INSTRUCTIONS TO FOLLOW: Return exactly the span of lines that opens with the line containing "Expected output: for each instance of the light switch" and closes with the last line of the data, inclusive.

[start DATA RECORDS]

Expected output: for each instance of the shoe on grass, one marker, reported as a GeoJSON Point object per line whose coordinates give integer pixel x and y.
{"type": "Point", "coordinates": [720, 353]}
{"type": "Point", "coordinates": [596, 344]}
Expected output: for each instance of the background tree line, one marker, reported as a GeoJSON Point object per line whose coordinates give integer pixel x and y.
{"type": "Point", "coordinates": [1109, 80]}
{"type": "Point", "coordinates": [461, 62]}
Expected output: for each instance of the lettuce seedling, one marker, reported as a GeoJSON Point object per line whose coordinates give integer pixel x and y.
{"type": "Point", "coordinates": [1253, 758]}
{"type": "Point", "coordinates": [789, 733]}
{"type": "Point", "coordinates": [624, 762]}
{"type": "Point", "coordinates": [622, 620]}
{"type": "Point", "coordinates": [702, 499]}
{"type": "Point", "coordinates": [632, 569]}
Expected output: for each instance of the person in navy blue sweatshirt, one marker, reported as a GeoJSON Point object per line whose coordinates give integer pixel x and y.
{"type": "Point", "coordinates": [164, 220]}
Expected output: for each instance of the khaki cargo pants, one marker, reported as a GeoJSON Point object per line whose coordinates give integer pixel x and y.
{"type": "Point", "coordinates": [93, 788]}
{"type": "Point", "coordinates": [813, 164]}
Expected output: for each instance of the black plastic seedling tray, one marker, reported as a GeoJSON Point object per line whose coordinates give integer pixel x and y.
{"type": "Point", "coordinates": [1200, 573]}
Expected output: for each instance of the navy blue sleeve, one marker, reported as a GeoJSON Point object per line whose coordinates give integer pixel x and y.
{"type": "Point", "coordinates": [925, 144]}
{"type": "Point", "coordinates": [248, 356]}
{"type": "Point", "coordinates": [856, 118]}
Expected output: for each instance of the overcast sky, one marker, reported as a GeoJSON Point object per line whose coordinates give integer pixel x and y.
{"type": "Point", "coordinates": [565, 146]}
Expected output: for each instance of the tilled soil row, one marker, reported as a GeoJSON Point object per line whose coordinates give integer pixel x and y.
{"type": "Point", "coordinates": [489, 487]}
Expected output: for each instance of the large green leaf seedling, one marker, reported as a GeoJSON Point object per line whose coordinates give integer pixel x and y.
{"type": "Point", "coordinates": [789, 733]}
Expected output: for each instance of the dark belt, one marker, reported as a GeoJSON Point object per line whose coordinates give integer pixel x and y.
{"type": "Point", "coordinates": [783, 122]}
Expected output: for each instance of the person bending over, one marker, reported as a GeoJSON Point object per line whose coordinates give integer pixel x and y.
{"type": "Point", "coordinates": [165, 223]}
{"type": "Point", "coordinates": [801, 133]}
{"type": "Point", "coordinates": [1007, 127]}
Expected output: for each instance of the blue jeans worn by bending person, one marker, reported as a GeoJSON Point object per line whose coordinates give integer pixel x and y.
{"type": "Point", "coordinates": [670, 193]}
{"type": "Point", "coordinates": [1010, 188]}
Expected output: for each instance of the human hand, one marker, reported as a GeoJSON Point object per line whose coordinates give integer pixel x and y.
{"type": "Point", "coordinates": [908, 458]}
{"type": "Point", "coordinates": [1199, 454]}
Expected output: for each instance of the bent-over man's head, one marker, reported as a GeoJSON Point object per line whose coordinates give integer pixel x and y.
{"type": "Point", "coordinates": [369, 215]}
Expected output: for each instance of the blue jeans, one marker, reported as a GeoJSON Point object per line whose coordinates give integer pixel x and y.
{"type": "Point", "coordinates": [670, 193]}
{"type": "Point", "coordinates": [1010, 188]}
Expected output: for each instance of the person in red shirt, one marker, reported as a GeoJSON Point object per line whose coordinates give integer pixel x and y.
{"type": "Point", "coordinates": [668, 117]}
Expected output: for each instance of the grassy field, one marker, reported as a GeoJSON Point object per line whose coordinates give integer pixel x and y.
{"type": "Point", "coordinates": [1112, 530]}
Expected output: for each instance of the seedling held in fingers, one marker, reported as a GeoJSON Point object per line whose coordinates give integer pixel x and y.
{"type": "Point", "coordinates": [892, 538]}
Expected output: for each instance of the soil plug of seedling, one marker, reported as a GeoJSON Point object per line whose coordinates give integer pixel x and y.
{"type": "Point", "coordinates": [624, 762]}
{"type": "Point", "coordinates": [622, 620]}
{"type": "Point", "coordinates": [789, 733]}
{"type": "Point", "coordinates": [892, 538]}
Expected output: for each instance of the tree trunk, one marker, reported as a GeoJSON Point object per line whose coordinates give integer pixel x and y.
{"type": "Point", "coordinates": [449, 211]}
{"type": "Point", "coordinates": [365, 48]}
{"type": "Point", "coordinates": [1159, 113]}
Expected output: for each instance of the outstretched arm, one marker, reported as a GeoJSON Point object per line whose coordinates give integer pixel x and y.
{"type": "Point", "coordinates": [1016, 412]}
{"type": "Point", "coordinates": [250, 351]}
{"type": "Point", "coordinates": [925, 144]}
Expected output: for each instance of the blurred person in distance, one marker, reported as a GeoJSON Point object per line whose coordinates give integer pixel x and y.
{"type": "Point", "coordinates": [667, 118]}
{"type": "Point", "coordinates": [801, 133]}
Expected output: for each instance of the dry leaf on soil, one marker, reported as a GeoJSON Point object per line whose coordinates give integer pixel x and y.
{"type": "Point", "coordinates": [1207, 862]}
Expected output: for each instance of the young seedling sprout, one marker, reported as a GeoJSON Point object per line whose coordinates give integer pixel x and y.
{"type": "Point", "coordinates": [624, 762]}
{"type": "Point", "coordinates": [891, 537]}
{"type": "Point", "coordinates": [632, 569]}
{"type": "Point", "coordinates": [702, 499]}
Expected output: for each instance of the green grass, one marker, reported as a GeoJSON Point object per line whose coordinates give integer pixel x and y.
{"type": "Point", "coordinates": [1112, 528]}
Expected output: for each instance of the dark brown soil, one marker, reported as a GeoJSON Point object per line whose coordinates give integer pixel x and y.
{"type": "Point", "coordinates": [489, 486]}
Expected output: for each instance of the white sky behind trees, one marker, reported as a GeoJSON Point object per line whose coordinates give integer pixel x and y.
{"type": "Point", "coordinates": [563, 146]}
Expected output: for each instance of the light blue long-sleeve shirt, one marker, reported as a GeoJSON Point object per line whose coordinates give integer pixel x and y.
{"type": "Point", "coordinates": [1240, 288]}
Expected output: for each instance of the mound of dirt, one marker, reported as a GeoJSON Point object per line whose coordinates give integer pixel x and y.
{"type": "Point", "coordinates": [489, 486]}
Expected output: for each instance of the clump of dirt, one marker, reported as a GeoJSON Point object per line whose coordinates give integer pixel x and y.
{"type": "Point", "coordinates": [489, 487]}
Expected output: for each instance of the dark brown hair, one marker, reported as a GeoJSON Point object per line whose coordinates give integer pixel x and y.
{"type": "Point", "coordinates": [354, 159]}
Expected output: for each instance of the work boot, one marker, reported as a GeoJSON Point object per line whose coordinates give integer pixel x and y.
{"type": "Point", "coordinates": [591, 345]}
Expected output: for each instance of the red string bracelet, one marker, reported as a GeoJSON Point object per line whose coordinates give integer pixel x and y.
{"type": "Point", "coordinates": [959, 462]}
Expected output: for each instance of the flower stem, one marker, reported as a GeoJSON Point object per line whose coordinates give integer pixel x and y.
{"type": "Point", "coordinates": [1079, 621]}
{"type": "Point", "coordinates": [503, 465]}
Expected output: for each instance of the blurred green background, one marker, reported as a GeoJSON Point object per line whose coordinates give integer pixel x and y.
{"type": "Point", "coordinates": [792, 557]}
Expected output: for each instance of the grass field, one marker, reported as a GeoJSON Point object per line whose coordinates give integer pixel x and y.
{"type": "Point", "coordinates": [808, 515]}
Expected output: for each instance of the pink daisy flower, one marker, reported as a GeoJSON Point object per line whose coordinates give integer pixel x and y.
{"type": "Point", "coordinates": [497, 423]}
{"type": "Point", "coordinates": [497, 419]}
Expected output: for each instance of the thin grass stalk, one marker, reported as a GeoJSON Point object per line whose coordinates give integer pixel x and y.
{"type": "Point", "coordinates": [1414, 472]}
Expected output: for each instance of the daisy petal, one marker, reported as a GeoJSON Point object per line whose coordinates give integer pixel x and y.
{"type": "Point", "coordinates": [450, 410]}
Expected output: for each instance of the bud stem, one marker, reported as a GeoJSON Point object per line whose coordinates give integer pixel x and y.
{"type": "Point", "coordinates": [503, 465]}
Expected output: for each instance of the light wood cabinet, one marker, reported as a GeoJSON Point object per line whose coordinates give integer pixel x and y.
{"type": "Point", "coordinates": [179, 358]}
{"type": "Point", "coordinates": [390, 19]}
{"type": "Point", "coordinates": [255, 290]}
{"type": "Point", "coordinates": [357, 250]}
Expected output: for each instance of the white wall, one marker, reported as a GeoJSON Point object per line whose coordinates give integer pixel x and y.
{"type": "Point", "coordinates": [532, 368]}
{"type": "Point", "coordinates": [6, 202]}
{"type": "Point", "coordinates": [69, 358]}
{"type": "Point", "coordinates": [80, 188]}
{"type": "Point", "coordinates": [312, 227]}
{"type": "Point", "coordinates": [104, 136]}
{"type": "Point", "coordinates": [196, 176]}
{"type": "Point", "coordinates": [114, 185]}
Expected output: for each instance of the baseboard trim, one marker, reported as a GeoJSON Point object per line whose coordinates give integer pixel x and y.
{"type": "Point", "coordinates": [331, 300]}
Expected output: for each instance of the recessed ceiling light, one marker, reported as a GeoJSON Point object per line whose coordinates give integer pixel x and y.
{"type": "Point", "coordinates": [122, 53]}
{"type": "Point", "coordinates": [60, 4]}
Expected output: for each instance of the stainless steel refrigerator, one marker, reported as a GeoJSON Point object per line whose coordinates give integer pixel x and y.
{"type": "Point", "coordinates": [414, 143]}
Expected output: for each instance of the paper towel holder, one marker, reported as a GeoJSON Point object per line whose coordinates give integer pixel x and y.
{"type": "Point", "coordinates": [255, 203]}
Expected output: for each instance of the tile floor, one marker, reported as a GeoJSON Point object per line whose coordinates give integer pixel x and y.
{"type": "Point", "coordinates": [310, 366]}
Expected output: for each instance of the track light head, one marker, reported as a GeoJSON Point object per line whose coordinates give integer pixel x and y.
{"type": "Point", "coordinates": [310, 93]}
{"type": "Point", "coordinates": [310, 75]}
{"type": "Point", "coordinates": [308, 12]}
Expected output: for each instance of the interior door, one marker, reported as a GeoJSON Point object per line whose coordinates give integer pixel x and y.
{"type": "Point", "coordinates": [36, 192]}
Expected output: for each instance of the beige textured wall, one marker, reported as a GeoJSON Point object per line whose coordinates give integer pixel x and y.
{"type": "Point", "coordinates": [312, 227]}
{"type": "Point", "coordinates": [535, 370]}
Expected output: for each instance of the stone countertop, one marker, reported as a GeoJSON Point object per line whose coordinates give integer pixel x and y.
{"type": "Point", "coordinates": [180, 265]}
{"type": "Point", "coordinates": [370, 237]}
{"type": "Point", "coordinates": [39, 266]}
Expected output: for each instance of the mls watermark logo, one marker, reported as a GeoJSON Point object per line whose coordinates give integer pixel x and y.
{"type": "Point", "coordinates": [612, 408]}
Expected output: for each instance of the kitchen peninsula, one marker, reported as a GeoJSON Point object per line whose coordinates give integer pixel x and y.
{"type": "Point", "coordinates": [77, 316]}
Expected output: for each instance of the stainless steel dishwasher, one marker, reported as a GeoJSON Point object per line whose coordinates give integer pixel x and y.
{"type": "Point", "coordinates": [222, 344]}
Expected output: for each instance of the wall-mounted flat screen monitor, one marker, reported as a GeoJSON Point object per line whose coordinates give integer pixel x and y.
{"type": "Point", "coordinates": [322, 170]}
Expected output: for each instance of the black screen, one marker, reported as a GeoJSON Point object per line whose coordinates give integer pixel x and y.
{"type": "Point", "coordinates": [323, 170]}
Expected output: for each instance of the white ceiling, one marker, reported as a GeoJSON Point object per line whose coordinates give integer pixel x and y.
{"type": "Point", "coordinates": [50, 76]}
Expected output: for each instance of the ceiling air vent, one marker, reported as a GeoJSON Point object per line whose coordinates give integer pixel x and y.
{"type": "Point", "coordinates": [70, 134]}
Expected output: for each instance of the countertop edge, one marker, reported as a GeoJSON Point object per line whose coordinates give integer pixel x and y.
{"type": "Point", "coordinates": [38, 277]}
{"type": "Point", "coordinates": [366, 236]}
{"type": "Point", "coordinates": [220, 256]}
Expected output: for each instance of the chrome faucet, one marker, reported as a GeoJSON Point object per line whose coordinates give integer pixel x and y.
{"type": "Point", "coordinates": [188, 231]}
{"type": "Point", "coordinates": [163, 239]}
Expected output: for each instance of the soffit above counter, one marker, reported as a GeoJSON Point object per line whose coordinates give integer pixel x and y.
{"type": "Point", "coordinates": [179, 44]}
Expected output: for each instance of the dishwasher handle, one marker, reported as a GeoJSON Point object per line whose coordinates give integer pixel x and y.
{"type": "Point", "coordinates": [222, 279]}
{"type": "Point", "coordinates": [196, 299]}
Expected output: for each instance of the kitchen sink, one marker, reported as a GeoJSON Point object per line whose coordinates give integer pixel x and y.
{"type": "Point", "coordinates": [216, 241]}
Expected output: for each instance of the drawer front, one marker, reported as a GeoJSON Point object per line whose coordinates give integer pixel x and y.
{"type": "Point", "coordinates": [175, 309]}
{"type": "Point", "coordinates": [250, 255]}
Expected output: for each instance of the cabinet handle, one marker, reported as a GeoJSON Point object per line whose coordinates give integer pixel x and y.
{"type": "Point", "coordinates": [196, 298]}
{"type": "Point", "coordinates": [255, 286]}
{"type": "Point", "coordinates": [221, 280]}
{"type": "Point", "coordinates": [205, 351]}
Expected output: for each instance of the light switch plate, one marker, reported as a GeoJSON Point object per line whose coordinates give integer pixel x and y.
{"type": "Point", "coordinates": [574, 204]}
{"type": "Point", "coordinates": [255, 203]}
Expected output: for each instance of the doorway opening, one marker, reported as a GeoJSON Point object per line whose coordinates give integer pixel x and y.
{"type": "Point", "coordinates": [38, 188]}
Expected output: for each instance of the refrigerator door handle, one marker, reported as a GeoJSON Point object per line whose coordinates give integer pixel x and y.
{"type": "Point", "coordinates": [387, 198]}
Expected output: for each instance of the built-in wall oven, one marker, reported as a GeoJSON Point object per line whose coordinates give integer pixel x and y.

[end DATA RECORDS]

RESULT OF THIS EXERCISE:
Expected output: for each instance of the light switch plate, one marker, reported as a GeoJSON Point object per line whose coordinates give integer pixel x and y.
{"type": "Point", "coordinates": [574, 204]}
{"type": "Point", "coordinates": [255, 203]}
Expected output: for each instance of the doorway opening, one marker, reported as a GeoJSON Point object per line whose coordinates give integer pixel x and y.
{"type": "Point", "coordinates": [38, 188]}
Expected output: for each instance of the refrigerator door handle, one marker, reported as a GeoJSON Point object per line whose coordinates give integer pixel x and y.
{"type": "Point", "coordinates": [387, 198]}
Expected output: for each instance of the built-in wall oven, one marker, reported as a GeoJSON Point object per line whose coordinates give integer pixel x and y.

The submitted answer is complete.